#### 課題一覧
1 > ARナビゲーションのプレスリリースから、「杉田 直彦(東京大学 大学院工学系研究科附属人工物工学研究センター」を含む語句で始まり「ョン手術の普及に貢献します。」で終わる部分を一字一句変えずに打ち直しなさい。
2 > ARナビゲーションのプレスリリースを、最後に示された文の後から書き継ぎなさい。

#### 本文
---*---

プレスリリース

人工股関節置換術(THA)において骨盤マーカーを必要としない AR手術ナビゲーションの薬事承認を取得

 

1.発表者

杉田 直彦(東京大学 大学院工学系研究科附属人工物工学研究センター 教授)

 

2.発表のポイント

昨年度発表した膝関節置換術手術(TKA)用システムに続き、人工股関節置換術(THA)にARナビゲーションシステムを用いることが可能となりました。
骨盤マーカーを必要としないことで、非侵襲ナビゲーションを実現します。また、モバイル携帯端末を用いたARシステムとすることで、低コスト、簡便性、高性能を実現します。
ナビゲーションシステムは正確な手術を提供しますが、その価格や、複雑な操作性から使用される病院が限られていました。本システムは、どの人工関節にも対応可能で、ナビゲーション手術の普及に貢献します。

 

3.発表概要

東京大学大学院工学系研究科の杉田直彦教授、東京医科歯科大学整形外科の高田亮平医師らによる研究成果に基づいて、人工股関節置換術(注1)に対する新たなナビゲーションシステムが厚生労働省より薬事承認されました。

---*---

[コレクションに保存された項目]

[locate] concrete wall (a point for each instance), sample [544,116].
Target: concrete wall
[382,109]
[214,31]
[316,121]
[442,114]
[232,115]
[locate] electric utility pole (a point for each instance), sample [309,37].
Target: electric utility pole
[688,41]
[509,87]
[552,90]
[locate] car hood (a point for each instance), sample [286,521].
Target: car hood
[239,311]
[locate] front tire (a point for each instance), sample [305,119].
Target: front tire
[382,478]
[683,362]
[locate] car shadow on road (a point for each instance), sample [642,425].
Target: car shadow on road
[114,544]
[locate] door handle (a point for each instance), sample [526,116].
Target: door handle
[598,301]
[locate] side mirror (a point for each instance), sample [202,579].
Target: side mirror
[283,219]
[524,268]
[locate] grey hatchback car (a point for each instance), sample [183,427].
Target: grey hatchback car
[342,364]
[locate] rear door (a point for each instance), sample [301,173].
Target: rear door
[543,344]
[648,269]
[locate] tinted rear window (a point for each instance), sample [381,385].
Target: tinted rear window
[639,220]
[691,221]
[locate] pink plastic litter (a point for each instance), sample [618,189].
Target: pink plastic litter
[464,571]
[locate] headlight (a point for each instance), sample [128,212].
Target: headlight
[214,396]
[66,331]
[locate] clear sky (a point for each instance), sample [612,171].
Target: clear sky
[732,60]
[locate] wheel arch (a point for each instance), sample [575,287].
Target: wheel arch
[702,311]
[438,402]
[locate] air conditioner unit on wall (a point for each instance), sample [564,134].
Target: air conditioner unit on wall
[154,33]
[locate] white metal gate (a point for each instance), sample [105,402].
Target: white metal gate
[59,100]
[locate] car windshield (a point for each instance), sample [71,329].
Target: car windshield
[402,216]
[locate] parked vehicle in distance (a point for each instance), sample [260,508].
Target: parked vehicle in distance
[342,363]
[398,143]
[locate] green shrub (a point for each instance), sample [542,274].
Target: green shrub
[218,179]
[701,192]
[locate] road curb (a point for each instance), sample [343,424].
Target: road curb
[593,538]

---*---

#### 解答一覧
1 >
杉田 直彦(東京大学 大学院工学系研究科附属人工物工学研究センター 教授)

 

2.発表のポイント

昨年度発表した膝関節置換術手術(TKA)用システムに続き、人工股関節置換術(THA)にARナビゲーションシステムを用いることが可能となりました。
骨盤マーカーを必要としないことで、非侵襲ナビゲーションを実現します。また、モバイル携帯端末を用いたARシステムとすることで、低コスト、簡便性、高性能を実現します。
ナビゲーションシステムは正確な手術を提供しますが、その価格や、複雑な操作性から使用される病院が限られていました。本システムは、どの人工関節にも対応可能で、ナビゲーション手術の普及に貢献します。

2 >
人工股関節置換術(THA)において、正確な臼蓋カップインプラントの設置は、術後脱臼や可動域制限などに直結する最重要課題の一つです。手術をアシストするシステムが提案されていますが、その多くが高価で煩雑な操作を必要とするため、普及には至っていないのが現状です。この課題を解決すべく、低コスト、簡便性、高性能かつ非侵襲を特徴とするAR(注2)手術ナビゲーションシステムの研究を進め「Ortho Pantherナビゲーションシステム」を開発しました。本成果について、シェルハメディカル株式会社より厚生労働省に承認申請がなされ、THAAR手術ナビゲーションとして医療機器薬事承認を取得いたしました。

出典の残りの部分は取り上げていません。